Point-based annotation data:
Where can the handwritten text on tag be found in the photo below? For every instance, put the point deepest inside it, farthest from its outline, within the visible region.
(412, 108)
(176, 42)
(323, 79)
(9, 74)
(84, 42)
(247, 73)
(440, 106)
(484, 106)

What is required: Every record above should be output exactly.

The answer:
Where can the handwritten text on tag be found in the photo below? For every instance, put the point deepest inside it, farthest from its outline, within the visible region.
(412, 108)
(176, 42)
(323, 79)
(9, 74)
(84, 42)
(247, 73)
(440, 106)
(484, 106)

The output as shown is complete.